Since march 2020 the world became a very different place that we were used to and due to the global coronavirus pandemic, the grief community got a whole lot bigger.
For me Lockdown really gave the time alone to sit with my feelings and face them all, everything came rushing back to me and I just had to head it face on and deal with it. So please if you are struggling during this lockdown please reach out. I have been there and I can’t bring them back but I can be a shoulder to cry on or an inbox to talk to. So this post is really about why grief is heightened within lockdowns and what we can do to look after ourselves.
Why has our feelings of grief been heightened since the pandemic started?
COVID-19 brought death and a reminder of grief and loss to the forefront of our lives. Multiple time a day, constant news stories on the tv, radio and internet were constant death figures. Over the last year there really has felt like there is no escape and I know I am not alone in this feeling.
When grieving you can feel very isolated and alone with your feelings, you can be in a room full of supportive people but feel like no one understands how you’re feeling. Being in isolation/lockdown makes all them emotions more apparent and can bring back feelings that you have felt as the years have gone on. I personally found lockdown 1.0 the hardest as I was living alone so it brought back all of them feeling id felt years ago of being isolated and lonely in my thoughts.
The pandemic can bring a great feeling of anxiety and grief anxiety becomes more frequent with the news covering numbers of deaths each day. I have suffered a great amount of anxiety since losing my mum and every time someone is sick or doesn’t answer their phone, I always think the worst is going to happen. So, you have lost someone or you have a family member that is dying the thought of them or another family member catching COVID-19 is a very scary and anxious feeling.
What you can do to look after your self during this lockdown
- Put your feelings to paper – My biggest advice to anyone that feels overwhelmed by there grief throughout this time or whenever in life is to grab a journal and write down how your feeling, honestly there’s comfort in getting you thoughts onto paper kind of like a brain dump. No one needs to read this journal it can just be a private thing to keep to yourself. If you’re not a big writing maybe try and draw how you’re feeling or paint your emotions onto a picture. Lockdown 1.0 made me realise how important sharing my story was so others did not feel alone and that is when the Girl with Grief blog was born.
────────
• **Work instructions**:
1) Print the section of the post on grief during lockdown between "COVID-19 brought death" and "in this feeling.", inclusive.
2) Write the next part of the post on grief during lockdown, starting after its final sentence.

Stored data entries
────────
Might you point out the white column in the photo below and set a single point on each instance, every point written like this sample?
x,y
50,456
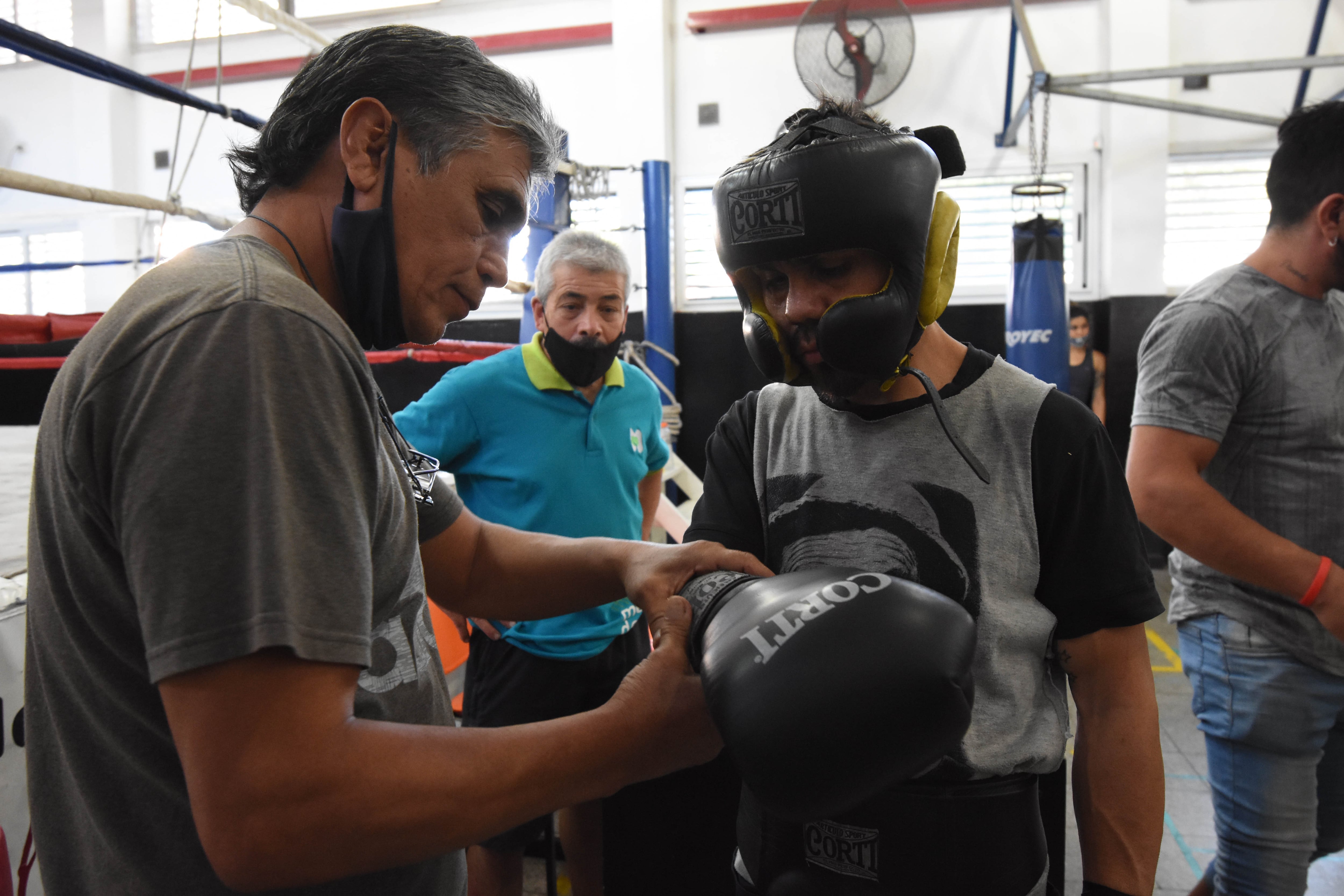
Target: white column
x,y
1136,34
109,148
642,73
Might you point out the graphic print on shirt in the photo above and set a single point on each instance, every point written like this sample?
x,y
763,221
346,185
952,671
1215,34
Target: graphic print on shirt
x,y
397,660
936,545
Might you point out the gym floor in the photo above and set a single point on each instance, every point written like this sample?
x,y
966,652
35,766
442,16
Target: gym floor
x,y
1187,840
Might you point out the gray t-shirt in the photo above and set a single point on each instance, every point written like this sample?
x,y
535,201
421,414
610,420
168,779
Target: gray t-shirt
x,y
1259,369
212,479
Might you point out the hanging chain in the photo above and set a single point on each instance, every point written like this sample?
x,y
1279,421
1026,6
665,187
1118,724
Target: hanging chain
x,y
1039,160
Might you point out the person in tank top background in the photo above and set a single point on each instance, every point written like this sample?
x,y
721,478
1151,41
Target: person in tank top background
x,y
1086,366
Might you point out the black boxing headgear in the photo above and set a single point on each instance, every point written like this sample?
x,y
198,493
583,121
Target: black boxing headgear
x,y
830,183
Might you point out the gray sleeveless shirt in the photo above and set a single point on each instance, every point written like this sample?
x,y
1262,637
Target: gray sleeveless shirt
x,y
893,496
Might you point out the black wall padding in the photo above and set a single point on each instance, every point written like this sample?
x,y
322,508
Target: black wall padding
x,y
674,836
716,371
23,394
404,382
982,326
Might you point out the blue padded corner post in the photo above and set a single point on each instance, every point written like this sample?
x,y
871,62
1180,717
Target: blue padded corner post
x,y
658,272
542,229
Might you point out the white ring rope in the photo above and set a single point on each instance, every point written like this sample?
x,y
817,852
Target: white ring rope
x,y
35,185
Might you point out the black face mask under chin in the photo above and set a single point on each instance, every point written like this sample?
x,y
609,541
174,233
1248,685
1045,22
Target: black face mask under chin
x,y
580,365
365,256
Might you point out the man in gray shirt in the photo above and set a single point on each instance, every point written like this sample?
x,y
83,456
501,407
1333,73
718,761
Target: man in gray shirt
x,y
1238,460
232,679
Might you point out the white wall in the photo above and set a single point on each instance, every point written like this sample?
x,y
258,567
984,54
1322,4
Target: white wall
x,y
638,99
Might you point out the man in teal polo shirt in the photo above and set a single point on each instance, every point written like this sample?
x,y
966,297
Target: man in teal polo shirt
x,y
561,437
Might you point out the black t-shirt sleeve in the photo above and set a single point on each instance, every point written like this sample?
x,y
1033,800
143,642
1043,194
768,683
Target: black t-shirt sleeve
x,y
729,511
1093,566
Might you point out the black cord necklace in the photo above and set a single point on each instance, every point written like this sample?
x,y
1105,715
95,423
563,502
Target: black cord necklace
x,y
302,265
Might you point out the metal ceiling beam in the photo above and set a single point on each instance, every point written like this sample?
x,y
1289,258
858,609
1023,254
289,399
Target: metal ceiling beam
x,y
1166,105
1029,40
1072,85
1199,69
285,22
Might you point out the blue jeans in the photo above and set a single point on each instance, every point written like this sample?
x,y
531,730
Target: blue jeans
x,y
1275,733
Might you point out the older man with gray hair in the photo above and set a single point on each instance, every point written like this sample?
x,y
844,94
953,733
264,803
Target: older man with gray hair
x,y
561,437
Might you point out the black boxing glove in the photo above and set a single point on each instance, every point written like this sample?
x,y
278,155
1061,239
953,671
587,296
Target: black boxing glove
x,y
832,684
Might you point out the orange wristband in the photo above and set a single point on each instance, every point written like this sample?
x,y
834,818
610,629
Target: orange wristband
x,y
1318,584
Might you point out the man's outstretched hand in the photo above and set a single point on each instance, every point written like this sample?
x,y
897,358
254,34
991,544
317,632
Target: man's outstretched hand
x,y
654,573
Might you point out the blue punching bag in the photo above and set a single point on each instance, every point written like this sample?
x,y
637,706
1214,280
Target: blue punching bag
x,y
1038,315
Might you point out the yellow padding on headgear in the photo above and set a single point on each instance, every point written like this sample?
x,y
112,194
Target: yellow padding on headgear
x,y
940,258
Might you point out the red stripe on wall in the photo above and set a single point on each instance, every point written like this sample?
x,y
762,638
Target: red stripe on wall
x,y
490,45
789,14
546,40
30,363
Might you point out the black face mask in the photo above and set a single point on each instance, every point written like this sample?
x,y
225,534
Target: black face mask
x,y
365,256
584,363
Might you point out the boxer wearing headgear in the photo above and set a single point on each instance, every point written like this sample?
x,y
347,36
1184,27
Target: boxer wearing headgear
x,y
843,254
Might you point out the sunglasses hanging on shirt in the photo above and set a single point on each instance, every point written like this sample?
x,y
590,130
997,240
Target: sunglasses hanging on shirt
x,y
420,468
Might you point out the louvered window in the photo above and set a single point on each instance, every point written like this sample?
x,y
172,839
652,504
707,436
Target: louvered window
x,y
1217,213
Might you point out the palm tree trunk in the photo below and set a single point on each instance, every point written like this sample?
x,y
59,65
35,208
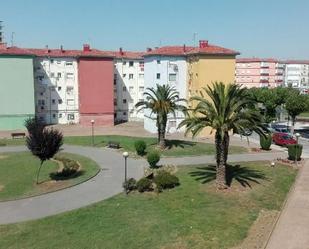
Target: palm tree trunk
x,y
38,172
221,169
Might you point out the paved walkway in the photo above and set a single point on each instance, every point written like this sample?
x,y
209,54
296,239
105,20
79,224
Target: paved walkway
x,y
104,185
292,229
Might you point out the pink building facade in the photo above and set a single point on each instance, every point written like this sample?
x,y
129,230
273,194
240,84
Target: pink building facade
x,y
96,90
255,72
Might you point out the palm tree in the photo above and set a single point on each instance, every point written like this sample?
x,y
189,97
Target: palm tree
x,y
224,109
162,101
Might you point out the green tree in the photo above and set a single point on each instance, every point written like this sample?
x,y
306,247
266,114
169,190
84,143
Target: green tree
x,y
162,101
296,103
42,142
224,109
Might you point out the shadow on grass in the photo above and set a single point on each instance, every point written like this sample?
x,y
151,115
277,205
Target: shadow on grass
x,y
57,176
243,175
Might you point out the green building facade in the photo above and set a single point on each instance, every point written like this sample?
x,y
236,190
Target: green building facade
x,y
17,91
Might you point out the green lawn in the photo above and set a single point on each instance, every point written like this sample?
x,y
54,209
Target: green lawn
x,y
18,175
192,215
174,147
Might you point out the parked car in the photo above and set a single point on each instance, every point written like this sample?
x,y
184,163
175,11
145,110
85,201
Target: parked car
x,y
283,139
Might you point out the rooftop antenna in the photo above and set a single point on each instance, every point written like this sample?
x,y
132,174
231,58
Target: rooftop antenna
x,y
12,39
1,32
194,39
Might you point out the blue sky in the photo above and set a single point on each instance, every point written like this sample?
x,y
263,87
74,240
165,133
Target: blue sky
x,y
261,28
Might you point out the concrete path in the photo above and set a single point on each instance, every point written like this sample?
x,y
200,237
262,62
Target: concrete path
x,y
292,229
106,183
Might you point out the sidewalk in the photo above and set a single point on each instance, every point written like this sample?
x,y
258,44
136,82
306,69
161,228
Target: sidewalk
x,y
292,229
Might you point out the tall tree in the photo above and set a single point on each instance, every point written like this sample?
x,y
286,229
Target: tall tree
x,y
225,108
296,103
43,143
162,101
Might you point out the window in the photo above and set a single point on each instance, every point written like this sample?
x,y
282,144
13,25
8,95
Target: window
x,y
71,116
70,102
70,76
172,77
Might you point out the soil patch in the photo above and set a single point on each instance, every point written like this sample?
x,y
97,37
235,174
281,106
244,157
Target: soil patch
x,y
260,230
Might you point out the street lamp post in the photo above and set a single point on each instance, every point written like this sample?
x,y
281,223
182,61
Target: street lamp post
x,y
92,131
125,155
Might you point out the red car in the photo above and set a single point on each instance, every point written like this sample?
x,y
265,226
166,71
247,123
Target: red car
x,y
283,139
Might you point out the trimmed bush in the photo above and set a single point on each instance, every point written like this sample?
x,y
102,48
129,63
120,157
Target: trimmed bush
x,y
140,147
165,180
144,184
153,158
295,151
130,184
265,142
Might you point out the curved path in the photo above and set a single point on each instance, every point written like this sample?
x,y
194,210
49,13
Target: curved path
x,y
106,183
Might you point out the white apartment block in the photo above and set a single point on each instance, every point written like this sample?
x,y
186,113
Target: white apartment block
x,y
128,85
297,74
165,69
56,89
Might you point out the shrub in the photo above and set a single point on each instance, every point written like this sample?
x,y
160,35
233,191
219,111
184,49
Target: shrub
x,y
153,158
265,142
295,151
140,147
130,184
144,184
165,180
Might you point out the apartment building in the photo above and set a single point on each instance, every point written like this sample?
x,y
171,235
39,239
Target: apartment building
x,y
17,87
56,86
258,72
128,85
188,69
297,74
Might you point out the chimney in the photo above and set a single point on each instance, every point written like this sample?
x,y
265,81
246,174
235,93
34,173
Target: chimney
x,y
203,43
3,45
120,51
86,48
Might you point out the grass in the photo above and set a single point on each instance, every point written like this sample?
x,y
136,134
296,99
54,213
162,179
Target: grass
x,y
174,147
193,215
18,175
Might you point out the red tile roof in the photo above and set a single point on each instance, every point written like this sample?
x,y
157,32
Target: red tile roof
x,y
15,51
70,53
296,62
248,60
189,50
127,54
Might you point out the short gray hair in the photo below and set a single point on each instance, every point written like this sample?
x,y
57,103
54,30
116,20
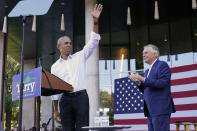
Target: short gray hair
x,y
154,48
61,38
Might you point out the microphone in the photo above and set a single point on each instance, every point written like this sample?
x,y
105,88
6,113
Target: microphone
x,y
50,54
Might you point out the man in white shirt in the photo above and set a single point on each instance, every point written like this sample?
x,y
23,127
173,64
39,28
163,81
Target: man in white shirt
x,y
74,106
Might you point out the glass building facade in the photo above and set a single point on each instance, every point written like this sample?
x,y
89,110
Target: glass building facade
x,y
120,50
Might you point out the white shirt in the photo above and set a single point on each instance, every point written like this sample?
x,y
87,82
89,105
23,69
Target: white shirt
x,y
73,70
150,68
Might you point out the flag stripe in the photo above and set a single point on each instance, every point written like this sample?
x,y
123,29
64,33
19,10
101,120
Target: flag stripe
x,y
184,74
186,107
184,68
187,113
187,100
184,94
186,87
184,81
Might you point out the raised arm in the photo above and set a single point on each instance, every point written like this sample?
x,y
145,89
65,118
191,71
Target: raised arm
x,y
96,14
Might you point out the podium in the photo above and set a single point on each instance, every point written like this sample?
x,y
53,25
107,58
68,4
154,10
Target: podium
x,y
38,82
53,85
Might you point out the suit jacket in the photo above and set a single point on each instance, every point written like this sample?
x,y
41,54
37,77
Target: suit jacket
x,y
157,91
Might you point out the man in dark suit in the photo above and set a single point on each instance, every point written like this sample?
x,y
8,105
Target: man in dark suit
x,y
155,85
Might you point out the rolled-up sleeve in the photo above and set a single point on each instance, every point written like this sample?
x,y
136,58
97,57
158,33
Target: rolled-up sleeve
x,y
91,45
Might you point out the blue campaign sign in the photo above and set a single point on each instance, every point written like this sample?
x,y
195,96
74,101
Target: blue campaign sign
x,y
32,84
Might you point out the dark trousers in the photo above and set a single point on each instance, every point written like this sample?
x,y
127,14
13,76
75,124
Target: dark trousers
x,y
74,110
159,123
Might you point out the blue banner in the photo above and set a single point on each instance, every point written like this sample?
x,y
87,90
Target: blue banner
x,y
32,84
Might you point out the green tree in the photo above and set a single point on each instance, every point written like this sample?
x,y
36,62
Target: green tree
x,y
11,108
107,101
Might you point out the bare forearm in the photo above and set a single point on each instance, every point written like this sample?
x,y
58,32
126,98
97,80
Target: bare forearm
x,y
55,105
95,26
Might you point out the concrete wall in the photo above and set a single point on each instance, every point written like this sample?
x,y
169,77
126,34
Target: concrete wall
x,y
1,66
92,64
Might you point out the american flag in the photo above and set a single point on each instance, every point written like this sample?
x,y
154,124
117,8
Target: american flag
x,y
128,103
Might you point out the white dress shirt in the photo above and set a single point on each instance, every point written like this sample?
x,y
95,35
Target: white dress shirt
x,y
150,68
73,70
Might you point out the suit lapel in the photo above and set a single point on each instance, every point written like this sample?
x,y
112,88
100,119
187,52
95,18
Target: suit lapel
x,y
153,68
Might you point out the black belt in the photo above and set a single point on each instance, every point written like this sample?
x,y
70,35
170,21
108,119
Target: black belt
x,y
75,93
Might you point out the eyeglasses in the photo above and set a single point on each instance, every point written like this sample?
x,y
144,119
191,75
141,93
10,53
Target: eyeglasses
x,y
67,43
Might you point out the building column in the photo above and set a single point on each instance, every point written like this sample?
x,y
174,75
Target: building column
x,y
92,64
1,80
28,117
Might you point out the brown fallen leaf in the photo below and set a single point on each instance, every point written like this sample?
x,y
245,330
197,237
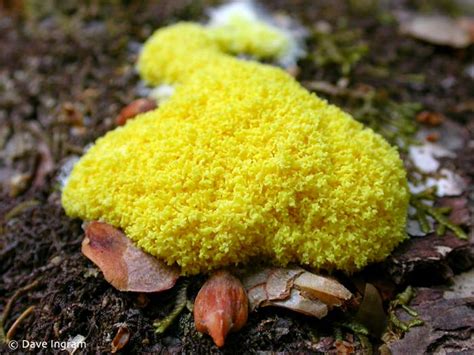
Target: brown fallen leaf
x,y
371,313
326,289
221,306
126,267
133,109
295,289
121,339
298,302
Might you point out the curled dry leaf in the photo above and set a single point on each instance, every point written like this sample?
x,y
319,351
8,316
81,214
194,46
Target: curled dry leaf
x,y
126,267
221,306
133,109
296,289
121,339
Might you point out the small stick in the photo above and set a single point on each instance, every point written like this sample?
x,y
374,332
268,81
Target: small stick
x,y
17,294
11,332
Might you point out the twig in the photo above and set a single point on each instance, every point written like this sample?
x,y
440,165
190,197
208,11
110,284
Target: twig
x,y
9,305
────────
• **Per-task answers**:
1)
COVID-19 brought death and a reminder of grief and loss to the forefront of our lives. Multiple time a day, constant news stories on the tv, radio and internet were constant death figures. Over the last year there really has felt like there is no escape and I know I am not alone in this feeling.

2)
- Be aware and in control of the news your consuming – Whether this be from the TV or social media make sure you’re limiting the amount you consume; it can feel very over whelming and do know good for your mental health and anxiety that can accompany grief.
- Stay in touch with friends and family – Lockdown can make us feel very isolated and being isolated can really make your mind go into overdrive so make sure you’re staying in contact with friends and family, facetime them, arrange zoom’s or if you feel you can talk to them my DM’s/Email is always open!!
- Get out in the fresh air – For me personally there is nothing better than getting out for a long walk in the fresh air, put a podcast on (there is a lot of great grief ones out there so you won’t feel alone) and just breath, take time to yourself. Being out in the fresh air on a long walk or by the coast always makes me feel closer to my mum. You may think that’s a little weird but I don’t know just walking and thinking brings me comfort that my mums still with me.
Learning to cope with grief is a difficult journey we all go on and we all do this in completely different ways, everyone’s grief is unique so feel all them feelings and do whatever you can to help yourself. Grief is a lot harder during a global pandemic and whether you were in this community before or since the pandemic started please remember to look after yourself, your mental health and physical health.